Recast the listing below as a Markdown table with the columns Row and Line, from the line holding "For every instance of the white island" through the end of the listing, both included. Omit blank lines and leave the pictures out.

** Start Source data **

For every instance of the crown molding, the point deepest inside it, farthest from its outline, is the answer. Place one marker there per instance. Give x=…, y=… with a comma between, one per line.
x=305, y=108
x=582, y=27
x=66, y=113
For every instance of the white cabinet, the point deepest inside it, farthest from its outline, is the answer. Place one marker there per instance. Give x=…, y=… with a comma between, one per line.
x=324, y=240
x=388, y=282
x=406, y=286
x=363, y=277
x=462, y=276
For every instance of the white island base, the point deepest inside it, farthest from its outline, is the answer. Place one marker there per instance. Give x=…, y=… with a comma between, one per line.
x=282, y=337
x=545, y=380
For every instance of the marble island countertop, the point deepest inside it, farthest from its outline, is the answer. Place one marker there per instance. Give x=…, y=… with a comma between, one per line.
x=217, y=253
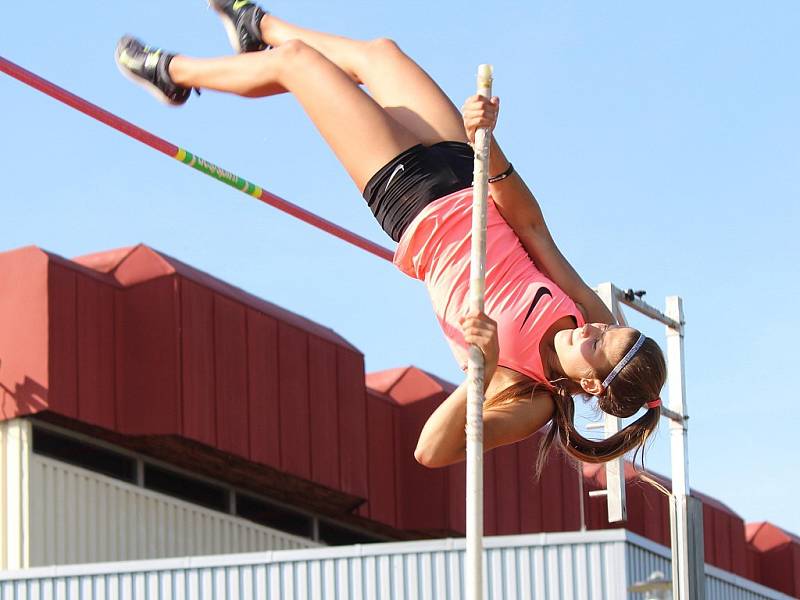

** End Source data **

◆ **Answer in full**
| Row | Line |
|---|---|
| 1 | For every instance of the white island base, the point deepest inside it, farthest from its outline, is the answer. Place one marker there per instance. Give x=…, y=… with a comma between, one per line. |
| 2 | x=282, y=337 |
| 3 | x=545, y=380 |
| 4 | For every instance of the marble island countertop, the point deepest inside it, farthest from its outline, is the answer. Place one marker there per instance. Give x=…, y=… with a comma between, one per line. |
| 5 | x=217, y=253 |